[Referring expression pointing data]
-- Opening Marker --
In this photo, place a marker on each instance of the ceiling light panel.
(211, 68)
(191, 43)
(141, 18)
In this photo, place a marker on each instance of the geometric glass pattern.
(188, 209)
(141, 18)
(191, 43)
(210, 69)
-- Closing Marker --
Once you find the line containing "geometric glass pattern.", copy it and every line after it through the end of the records, exactly and nothing else.

In this photo, place a marker on each instance of the geometric glass pattern.
(188, 209)
(141, 18)
(191, 43)
(210, 69)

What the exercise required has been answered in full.